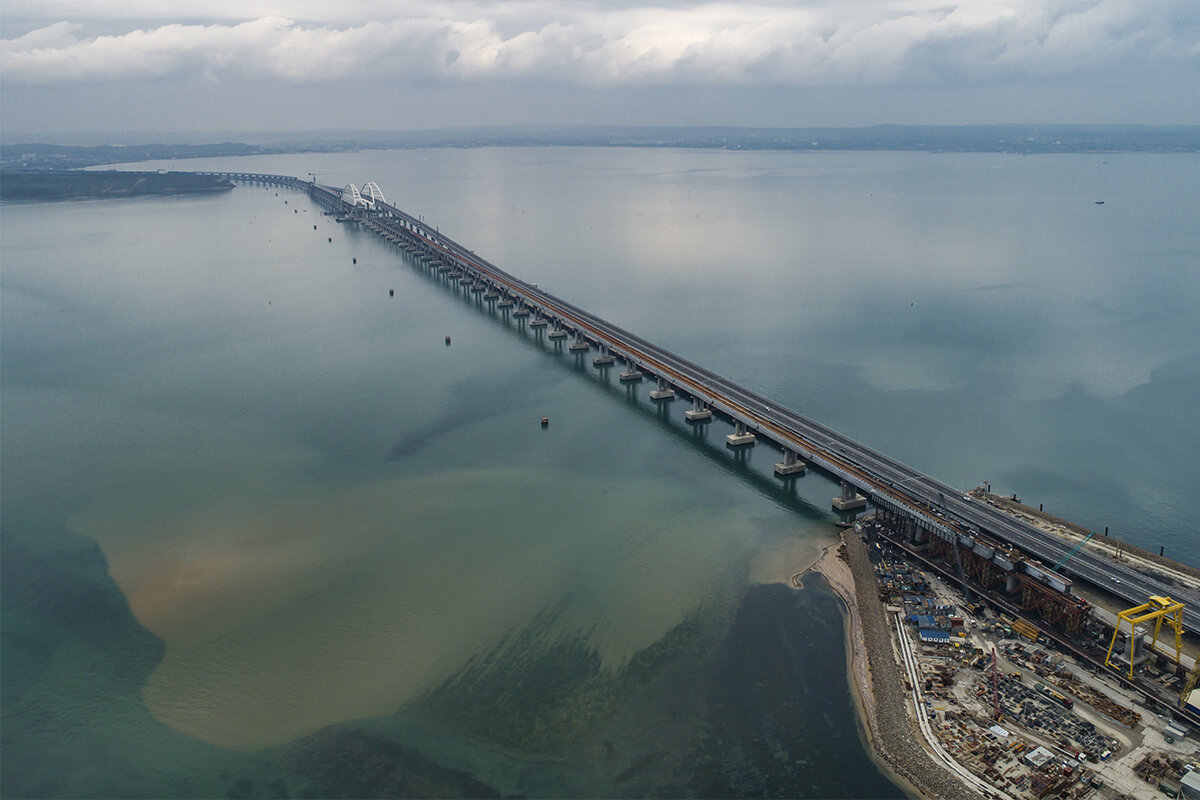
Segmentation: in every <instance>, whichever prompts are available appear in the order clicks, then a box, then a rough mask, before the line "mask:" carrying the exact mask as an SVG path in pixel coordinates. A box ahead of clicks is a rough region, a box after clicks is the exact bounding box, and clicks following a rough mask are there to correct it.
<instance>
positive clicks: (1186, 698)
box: [1180, 657, 1200, 709]
mask: <svg viewBox="0 0 1200 800" xmlns="http://www.w3.org/2000/svg"><path fill="white" fill-rule="evenodd" d="M1196 679H1200V657H1198V658H1196V660H1195V662H1194V663H1193V664H1192V672H1189V673H1188V679H1187V680H1186V681H1183V691H1182V692H1180V708H1181V709H1182V708H1184V706H1187V704H1188V698H1189V697H1190V696H1192V690H1193V688H1195V687H1196Z"/></svg>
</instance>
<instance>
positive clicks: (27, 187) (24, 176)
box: [0, 169, 233, 200]
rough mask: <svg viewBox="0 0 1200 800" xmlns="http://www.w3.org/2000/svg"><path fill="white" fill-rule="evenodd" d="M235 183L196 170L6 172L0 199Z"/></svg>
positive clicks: (232, 186)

_WHAT TO PRODUCE_: Output an exact copy of the lines from the one holding "positive clicks: (1186, 698)" to the last line of the data, inclusive, and nothing beyond that range.

_PROBLEM SOLUTION_:
positive clicks: (1186, 698)
box: [1180, 657, 1200, 709]
mask: <svg viewBox="0 0 1200 800" xmlns="http://www.w3.org/2000/svg"><path fill="white" fill-rule="evenodd" d="M1196 679H1200V657H1198V658H1196V660H1195V662H1194V663H1193V664H1192V672H1189V673H1188V679H1187V680H1186V681H1183V691H1182V692H1180V708H1181V709H1182V708H1184V706H1187V704H1188V698H1189V697H1190V696H1192V690H1193V688H1195V687H1196Z"/></svg>
</instance>
<instance>
positive clicks: (27, 187) (24, 176)
box: [0, 169, 233, 200]
rough mask: <svg viewBox="0 0 1200 800" xmlns="http://www.w3.org/2000/svg"><path fill="white" fill-rule="evenodd" d="M235 183L196 170L6 172L0 199Z"/></svg>
positive clicks: (232, 186)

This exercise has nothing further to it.